[Records from a data source]

-- -- --

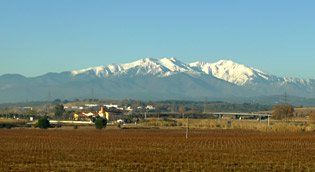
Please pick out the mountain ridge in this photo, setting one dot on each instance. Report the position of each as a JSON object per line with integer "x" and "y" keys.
{"x": 155, "y": 79}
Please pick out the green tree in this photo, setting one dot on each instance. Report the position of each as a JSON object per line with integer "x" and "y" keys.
{"x": 282, "y": 111}
{"x": 43, "y": 122}
{"x": 100, "y": 122}
{"x": 59, "y": 111}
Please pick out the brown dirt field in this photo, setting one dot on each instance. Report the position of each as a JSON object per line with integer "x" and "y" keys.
{"x": 155, "y": 150}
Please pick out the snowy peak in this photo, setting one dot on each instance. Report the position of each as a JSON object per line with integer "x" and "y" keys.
{"x": 148, "y": 66}
{"x": 226, "y": 70}
{"x": 230, "y": 71}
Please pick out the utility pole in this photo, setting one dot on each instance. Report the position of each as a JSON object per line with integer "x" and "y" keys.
{"x": 187, "y": 127}
{"x": 204, "y": 105}
{"x": 285, "y": 97}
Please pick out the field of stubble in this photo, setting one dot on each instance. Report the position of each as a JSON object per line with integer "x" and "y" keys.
{"x": 154, "y": 150}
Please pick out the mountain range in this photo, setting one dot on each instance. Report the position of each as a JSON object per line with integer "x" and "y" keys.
{"x": 156, "y": 79}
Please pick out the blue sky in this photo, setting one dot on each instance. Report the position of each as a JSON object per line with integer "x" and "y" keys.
{"x": 40, "y": 36}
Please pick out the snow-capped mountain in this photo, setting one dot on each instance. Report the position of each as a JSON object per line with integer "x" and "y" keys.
{"x": 148, "y": 66}
{"x": 155, "y": 79}
{"x": 226, "y": 70}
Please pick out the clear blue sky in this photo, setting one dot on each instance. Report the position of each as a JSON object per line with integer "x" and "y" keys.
{"x": 40, "y": 36}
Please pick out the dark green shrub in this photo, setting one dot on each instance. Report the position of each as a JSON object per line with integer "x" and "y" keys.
{"x": 100, "y": 123}
{"x": 43, "y": 122}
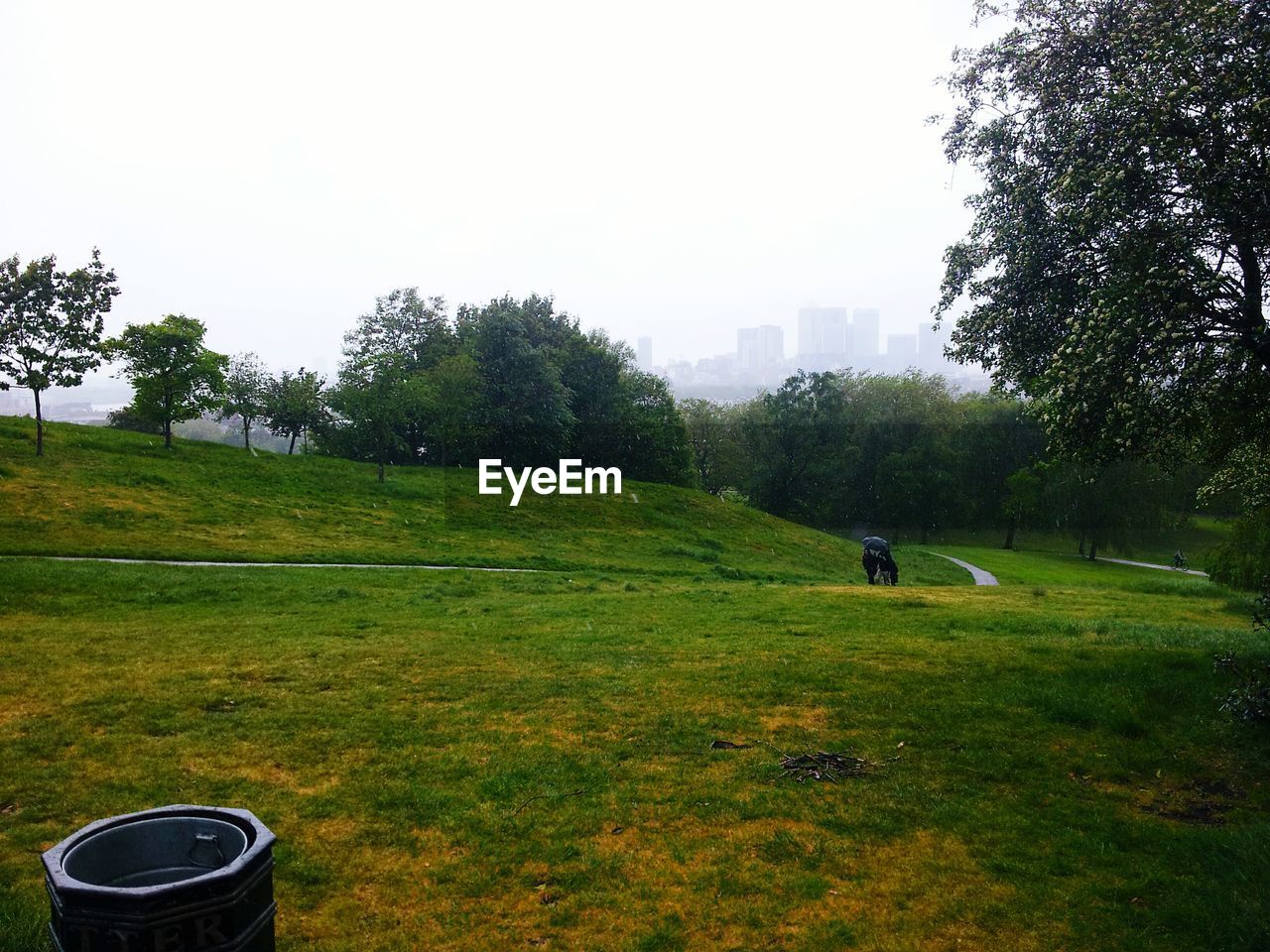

-- -- --

▶ [REQUIRED WORK]:
Identify every line in the records above that contains the word "shrub", treating uppercase and lowercase letters as distinct. Reproduce each such line in full.

▶ [THE ANSWER]:
Please pick out the dark green shrub in this photo, setting one dot on each instance. Report the position of each as a JSON object per line with integer "x" and "y" keys.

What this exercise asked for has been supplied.